> [TASK] In the records below, reproduce word for word the stretch from the line containing "Return the mask of every instance of the iron" through the line containing "[[[164,82],[177,82],[177,74],[164,75]]]", both lines included.

> [TASK INPUTS]

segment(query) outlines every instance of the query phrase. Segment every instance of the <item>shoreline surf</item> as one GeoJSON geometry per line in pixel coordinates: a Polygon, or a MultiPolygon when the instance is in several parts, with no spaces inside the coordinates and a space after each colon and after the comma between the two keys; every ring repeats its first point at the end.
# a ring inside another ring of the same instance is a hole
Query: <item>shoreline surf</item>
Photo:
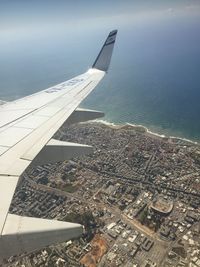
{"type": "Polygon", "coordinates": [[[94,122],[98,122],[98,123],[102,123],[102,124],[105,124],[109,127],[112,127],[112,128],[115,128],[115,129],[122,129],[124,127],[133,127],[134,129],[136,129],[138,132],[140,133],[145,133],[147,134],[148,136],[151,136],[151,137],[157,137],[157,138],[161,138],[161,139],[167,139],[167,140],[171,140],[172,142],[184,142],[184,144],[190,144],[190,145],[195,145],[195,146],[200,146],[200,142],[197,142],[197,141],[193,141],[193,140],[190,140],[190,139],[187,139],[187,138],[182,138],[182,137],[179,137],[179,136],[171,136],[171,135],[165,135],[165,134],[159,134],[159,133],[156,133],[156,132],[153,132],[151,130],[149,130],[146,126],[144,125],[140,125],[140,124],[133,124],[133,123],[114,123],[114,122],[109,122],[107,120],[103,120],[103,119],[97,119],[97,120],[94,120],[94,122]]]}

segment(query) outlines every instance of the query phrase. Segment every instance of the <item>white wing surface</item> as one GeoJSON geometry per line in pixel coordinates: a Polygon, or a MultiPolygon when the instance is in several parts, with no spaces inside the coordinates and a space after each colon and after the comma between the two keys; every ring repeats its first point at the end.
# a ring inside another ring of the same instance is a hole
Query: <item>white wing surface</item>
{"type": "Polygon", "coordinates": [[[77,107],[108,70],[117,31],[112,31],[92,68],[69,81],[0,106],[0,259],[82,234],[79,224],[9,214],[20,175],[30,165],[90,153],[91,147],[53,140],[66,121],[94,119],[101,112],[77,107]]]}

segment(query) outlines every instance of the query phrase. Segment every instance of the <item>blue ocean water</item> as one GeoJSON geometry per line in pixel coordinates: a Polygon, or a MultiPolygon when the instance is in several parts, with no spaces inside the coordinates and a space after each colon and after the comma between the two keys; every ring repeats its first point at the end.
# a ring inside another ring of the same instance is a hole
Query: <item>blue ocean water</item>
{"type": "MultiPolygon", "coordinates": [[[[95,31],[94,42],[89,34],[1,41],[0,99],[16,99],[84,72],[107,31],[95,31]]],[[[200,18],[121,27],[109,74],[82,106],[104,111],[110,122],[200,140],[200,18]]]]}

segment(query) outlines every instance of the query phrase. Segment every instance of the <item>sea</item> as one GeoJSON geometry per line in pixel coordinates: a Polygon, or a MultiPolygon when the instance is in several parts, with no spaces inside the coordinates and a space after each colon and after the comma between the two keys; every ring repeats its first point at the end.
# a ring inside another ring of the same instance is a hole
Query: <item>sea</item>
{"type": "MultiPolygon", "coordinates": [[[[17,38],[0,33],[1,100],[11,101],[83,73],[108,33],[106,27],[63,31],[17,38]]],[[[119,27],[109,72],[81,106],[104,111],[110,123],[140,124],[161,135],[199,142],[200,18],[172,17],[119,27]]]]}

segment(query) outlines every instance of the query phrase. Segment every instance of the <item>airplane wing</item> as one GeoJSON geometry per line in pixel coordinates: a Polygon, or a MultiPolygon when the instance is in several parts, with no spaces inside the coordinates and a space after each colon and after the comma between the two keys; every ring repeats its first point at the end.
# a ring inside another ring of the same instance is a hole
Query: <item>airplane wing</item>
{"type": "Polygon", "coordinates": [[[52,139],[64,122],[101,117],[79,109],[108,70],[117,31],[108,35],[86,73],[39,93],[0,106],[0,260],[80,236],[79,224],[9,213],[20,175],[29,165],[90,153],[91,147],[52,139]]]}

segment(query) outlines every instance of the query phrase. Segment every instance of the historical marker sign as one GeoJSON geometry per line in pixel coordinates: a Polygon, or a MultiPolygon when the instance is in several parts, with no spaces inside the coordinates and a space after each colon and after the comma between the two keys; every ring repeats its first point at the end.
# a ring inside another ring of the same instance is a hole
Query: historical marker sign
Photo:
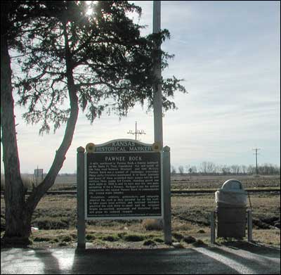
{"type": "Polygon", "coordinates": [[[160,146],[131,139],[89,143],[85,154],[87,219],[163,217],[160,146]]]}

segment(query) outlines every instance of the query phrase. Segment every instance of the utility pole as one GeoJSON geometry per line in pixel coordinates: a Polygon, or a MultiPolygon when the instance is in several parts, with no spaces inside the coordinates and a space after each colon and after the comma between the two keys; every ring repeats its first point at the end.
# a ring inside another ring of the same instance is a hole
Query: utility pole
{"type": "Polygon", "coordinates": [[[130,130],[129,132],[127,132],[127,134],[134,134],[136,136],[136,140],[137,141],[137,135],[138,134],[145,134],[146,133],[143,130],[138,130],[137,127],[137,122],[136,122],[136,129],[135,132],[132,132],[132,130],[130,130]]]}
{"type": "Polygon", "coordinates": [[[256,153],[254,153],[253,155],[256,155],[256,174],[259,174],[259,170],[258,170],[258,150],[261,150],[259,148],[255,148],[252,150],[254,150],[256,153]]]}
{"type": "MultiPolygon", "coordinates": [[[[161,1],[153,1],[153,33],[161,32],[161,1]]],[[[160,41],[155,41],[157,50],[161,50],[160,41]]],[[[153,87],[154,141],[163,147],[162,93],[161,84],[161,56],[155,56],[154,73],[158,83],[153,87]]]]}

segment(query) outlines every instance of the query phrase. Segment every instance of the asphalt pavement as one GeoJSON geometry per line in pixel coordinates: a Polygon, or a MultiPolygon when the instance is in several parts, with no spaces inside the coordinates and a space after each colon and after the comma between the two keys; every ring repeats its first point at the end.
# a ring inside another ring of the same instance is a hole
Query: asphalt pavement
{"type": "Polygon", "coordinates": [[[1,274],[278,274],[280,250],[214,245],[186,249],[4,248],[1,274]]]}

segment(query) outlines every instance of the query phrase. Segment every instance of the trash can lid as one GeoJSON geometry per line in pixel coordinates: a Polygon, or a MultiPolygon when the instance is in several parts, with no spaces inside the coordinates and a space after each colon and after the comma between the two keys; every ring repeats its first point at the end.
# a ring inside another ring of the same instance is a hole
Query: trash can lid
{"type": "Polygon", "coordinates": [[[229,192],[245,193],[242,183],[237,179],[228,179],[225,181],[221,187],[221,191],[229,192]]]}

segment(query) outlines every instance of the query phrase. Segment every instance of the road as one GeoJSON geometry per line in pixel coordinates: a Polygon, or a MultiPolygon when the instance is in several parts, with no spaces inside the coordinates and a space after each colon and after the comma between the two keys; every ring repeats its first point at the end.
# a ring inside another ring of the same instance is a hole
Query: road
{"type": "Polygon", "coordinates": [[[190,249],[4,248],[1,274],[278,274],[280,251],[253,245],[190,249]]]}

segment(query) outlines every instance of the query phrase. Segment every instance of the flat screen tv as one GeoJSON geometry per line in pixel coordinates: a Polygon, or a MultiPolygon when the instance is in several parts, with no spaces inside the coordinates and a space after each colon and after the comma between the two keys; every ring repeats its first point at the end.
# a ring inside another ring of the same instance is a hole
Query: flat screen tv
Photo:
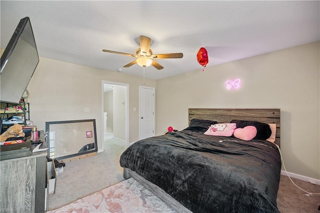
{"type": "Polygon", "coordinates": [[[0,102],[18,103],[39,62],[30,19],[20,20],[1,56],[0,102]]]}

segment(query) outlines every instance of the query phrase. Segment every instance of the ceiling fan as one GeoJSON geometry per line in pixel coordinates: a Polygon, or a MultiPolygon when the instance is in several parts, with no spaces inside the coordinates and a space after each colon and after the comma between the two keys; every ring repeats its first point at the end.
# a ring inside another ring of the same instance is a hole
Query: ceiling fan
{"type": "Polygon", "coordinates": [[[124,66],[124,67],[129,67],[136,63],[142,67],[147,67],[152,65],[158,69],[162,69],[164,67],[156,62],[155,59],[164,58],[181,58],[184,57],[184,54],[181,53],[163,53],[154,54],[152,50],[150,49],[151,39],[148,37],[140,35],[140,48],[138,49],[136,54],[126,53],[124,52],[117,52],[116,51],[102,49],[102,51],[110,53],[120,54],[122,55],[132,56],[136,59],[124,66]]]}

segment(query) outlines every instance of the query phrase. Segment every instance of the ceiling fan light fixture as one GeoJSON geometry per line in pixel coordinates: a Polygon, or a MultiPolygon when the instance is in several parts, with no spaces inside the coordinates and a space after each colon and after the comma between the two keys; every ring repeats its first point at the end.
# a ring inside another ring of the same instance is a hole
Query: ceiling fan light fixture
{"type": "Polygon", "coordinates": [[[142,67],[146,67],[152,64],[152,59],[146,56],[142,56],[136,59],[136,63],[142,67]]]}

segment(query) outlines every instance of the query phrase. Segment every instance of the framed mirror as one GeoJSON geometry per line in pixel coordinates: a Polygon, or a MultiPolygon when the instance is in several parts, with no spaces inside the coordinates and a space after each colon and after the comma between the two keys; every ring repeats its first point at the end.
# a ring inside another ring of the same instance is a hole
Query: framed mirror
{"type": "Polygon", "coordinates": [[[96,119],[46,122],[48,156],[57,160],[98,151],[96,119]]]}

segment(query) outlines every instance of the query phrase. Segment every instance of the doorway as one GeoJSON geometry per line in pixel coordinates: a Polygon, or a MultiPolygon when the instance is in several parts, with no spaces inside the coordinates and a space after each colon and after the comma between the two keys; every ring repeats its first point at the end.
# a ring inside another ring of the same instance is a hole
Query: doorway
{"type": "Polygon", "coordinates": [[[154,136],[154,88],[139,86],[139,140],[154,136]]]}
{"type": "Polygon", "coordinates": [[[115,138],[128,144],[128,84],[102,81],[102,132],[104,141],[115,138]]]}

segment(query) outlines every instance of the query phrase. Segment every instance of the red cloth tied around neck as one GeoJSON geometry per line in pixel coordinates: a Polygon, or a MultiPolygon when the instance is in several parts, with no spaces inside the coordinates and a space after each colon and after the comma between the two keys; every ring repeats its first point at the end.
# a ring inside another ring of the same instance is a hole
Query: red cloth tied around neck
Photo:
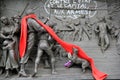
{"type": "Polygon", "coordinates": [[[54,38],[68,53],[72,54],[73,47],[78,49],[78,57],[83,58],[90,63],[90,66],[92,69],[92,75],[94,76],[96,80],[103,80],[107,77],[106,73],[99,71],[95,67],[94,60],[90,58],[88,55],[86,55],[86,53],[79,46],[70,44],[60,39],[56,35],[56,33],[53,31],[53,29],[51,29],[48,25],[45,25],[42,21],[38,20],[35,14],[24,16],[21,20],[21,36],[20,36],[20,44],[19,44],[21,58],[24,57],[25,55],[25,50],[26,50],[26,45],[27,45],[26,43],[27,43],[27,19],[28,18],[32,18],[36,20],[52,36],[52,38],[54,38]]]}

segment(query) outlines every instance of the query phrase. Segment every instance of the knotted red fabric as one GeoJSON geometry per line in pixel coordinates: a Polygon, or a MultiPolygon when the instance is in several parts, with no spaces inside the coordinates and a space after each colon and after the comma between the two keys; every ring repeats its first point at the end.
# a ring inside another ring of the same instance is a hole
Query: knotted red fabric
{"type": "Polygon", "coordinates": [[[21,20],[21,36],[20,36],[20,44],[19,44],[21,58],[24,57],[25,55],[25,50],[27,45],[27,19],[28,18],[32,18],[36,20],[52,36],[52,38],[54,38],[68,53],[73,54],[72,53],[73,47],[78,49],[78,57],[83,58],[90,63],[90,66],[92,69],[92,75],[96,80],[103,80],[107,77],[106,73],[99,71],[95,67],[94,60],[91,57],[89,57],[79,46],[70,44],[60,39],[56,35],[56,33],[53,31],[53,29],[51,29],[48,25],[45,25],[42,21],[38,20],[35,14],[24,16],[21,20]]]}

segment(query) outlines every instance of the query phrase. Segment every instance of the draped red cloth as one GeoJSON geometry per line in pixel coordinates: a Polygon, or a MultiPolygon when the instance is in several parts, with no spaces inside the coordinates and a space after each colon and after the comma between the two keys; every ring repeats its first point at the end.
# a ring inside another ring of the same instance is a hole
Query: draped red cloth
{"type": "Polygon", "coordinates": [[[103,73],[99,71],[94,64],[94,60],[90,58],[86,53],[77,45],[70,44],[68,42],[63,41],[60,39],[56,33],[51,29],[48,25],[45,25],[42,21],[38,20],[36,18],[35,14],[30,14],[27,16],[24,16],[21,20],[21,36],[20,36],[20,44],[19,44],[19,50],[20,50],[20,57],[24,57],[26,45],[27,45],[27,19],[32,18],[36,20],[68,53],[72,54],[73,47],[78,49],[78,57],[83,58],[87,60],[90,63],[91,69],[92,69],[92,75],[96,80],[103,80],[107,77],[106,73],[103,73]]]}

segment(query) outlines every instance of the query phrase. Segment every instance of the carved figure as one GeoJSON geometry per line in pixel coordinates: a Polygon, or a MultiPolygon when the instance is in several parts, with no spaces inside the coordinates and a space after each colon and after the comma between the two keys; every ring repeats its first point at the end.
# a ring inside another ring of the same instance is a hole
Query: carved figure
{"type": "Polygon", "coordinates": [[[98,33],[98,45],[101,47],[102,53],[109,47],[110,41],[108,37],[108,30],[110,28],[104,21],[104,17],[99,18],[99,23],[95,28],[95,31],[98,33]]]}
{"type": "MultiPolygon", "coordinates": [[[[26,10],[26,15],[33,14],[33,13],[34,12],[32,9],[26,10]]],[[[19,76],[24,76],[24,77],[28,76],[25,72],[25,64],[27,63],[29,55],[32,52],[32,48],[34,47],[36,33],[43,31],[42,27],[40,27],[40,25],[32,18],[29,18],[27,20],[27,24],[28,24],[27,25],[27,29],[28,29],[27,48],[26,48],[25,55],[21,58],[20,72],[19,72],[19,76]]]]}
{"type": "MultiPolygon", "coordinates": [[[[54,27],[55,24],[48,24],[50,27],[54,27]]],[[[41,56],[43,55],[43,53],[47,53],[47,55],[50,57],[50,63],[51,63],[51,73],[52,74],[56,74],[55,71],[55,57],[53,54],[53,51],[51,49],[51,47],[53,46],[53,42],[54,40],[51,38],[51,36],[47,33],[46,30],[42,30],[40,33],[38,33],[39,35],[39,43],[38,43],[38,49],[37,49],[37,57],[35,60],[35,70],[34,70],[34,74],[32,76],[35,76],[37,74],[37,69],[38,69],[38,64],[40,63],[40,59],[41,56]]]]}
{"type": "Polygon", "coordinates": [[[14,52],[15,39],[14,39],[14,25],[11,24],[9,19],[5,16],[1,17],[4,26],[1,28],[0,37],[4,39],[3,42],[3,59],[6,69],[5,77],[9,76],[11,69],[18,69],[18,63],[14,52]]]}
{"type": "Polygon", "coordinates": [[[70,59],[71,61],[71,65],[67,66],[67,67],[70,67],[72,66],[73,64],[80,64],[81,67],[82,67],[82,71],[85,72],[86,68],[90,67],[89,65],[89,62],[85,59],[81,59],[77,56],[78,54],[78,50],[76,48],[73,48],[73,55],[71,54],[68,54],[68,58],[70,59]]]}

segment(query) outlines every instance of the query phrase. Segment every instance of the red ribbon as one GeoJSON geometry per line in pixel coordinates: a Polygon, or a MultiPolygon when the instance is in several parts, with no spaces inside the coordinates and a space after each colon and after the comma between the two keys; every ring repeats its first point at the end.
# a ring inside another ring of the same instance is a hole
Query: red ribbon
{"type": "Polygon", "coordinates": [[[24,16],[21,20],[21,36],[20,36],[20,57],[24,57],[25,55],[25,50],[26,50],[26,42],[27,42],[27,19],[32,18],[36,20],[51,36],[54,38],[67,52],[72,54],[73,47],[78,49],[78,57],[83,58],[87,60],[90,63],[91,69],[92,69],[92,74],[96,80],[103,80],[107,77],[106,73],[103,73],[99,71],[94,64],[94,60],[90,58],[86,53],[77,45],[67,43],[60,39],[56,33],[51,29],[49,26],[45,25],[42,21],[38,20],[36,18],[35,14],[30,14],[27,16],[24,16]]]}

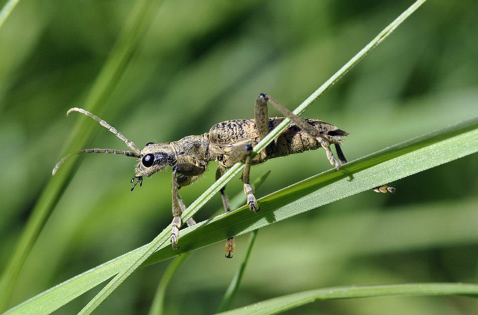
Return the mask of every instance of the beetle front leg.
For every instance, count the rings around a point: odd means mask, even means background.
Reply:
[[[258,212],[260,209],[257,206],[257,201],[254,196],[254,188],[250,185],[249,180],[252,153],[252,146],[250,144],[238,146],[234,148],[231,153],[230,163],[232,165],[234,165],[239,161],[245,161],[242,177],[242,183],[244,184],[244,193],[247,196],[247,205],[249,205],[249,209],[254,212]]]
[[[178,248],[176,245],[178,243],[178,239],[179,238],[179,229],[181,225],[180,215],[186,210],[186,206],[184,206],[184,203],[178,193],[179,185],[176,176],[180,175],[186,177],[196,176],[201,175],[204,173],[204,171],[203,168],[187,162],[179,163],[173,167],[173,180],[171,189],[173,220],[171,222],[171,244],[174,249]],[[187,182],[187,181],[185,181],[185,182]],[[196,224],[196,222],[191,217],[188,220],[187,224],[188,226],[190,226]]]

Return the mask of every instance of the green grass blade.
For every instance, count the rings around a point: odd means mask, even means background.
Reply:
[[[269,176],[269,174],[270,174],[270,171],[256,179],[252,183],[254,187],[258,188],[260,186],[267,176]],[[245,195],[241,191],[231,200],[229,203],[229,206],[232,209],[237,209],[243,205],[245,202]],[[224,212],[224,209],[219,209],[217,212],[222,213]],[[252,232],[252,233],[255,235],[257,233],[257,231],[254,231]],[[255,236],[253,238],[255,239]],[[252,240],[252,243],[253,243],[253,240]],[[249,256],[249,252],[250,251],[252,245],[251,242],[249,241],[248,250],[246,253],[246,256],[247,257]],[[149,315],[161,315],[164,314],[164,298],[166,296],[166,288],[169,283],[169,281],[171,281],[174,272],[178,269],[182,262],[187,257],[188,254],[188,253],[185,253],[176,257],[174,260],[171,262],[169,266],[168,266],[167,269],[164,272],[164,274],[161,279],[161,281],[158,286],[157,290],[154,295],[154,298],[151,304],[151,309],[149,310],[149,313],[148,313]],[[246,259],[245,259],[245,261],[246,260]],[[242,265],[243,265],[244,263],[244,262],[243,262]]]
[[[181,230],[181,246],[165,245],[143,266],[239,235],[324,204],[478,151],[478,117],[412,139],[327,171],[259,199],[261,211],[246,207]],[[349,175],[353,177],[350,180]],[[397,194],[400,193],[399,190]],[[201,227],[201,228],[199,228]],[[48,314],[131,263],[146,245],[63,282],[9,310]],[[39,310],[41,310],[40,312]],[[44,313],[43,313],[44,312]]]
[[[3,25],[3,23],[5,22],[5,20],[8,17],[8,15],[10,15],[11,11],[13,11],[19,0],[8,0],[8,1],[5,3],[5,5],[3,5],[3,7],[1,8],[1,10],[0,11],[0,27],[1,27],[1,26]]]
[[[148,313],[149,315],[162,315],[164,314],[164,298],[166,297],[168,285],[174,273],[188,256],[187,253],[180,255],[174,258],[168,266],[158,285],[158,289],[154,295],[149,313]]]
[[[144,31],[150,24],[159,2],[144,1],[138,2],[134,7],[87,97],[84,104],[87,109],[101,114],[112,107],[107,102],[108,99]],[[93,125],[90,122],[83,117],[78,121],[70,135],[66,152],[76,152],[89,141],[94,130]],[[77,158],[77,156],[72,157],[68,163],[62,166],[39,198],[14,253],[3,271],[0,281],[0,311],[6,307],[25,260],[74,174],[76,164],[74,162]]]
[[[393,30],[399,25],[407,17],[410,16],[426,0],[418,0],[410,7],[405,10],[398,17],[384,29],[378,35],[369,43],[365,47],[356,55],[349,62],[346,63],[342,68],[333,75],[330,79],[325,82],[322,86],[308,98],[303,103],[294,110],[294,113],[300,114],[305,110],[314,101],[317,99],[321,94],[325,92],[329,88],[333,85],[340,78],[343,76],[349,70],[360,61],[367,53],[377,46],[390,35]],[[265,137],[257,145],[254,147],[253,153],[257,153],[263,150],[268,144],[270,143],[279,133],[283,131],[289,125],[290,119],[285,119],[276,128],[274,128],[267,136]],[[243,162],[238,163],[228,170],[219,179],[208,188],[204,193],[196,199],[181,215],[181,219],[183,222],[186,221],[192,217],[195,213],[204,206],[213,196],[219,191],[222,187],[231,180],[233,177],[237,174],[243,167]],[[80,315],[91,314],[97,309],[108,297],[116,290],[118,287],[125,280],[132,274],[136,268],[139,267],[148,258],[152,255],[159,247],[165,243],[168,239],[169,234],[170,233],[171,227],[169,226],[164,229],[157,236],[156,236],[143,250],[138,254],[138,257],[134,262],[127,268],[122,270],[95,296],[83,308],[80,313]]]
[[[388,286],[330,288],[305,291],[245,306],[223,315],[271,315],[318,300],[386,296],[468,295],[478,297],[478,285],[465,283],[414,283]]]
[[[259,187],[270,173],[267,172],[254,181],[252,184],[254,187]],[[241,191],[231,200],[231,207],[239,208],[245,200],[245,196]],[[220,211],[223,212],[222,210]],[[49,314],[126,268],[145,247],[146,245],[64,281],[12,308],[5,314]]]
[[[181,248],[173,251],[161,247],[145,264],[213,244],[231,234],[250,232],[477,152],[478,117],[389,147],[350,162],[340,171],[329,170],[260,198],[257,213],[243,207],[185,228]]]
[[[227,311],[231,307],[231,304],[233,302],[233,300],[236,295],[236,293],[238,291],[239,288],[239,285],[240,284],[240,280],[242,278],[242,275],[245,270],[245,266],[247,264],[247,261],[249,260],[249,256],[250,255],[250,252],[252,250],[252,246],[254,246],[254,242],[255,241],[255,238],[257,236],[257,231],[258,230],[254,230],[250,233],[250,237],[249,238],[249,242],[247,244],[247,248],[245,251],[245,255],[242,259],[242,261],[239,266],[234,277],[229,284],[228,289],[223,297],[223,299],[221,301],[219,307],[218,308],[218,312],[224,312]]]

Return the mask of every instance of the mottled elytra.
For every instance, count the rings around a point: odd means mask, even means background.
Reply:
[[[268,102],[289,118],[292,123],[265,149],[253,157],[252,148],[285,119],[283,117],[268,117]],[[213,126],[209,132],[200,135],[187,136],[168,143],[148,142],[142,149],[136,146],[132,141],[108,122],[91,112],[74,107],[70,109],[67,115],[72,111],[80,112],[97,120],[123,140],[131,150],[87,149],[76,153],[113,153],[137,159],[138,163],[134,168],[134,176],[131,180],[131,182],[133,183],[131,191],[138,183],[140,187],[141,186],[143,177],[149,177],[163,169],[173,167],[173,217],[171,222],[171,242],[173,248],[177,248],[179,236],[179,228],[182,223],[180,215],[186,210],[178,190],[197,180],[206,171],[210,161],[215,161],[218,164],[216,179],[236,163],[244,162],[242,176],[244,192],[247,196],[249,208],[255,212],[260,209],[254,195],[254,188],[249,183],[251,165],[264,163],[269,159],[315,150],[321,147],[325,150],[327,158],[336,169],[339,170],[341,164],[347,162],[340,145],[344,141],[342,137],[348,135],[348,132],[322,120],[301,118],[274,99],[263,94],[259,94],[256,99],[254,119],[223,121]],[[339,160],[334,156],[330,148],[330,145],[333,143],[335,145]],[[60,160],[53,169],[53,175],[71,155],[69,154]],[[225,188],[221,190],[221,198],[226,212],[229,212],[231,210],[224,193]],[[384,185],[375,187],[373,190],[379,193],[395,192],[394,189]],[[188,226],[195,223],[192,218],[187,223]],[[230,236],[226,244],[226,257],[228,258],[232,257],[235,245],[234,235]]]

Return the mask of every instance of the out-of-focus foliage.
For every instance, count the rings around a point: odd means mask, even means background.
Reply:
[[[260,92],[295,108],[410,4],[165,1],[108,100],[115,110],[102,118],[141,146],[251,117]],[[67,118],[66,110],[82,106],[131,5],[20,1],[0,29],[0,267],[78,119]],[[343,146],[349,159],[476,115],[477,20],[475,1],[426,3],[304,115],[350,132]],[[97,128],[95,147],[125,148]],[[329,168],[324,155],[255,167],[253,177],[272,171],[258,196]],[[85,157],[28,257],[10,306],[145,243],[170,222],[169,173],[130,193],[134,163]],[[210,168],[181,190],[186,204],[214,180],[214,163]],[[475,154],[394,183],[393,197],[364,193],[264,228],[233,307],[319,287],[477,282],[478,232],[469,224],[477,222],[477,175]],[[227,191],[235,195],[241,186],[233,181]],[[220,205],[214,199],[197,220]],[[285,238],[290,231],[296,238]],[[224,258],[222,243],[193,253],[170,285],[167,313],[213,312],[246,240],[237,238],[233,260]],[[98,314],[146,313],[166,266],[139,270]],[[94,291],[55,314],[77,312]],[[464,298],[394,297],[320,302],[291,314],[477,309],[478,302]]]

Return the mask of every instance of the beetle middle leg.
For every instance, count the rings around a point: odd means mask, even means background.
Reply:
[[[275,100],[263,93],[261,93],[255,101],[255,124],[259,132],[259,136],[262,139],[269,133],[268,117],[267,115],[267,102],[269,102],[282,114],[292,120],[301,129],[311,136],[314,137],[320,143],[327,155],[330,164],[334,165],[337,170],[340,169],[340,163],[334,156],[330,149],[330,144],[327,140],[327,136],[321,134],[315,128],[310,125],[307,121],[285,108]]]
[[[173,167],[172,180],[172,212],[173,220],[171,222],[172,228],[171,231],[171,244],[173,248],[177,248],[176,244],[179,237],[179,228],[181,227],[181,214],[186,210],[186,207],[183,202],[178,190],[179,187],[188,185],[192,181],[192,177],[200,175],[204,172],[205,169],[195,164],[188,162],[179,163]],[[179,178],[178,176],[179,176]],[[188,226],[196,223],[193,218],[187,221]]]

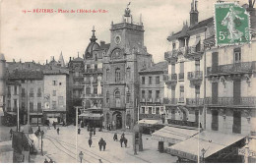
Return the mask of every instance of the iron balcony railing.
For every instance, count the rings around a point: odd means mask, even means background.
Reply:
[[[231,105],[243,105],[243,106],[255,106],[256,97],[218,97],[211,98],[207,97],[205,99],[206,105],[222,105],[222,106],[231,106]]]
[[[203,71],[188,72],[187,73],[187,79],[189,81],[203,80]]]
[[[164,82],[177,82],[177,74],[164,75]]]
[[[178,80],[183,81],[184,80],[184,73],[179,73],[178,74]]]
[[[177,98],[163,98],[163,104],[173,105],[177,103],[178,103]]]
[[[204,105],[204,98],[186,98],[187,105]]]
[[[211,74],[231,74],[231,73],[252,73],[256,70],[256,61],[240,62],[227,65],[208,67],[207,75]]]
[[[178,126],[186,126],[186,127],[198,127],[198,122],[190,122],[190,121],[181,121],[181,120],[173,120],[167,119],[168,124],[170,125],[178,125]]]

> [EXERCISE RESULT]
Return the mask of every instance of the iron balcony railing.
For every instance, count the rings around a point: odd means mask, even means background.
Reply:
[[[231,105],[243,105],[243,106],[255,106],[256,97],[218,97],[211,98],[207,97],[205,99],[206,105],[222,105],[222,106],[231,106]]]
[[[203,71],[188,72],[187,73],[187,79],[189,81],[203,80]]]
[[[164,82],[177,82],[177,74],[164,75]]]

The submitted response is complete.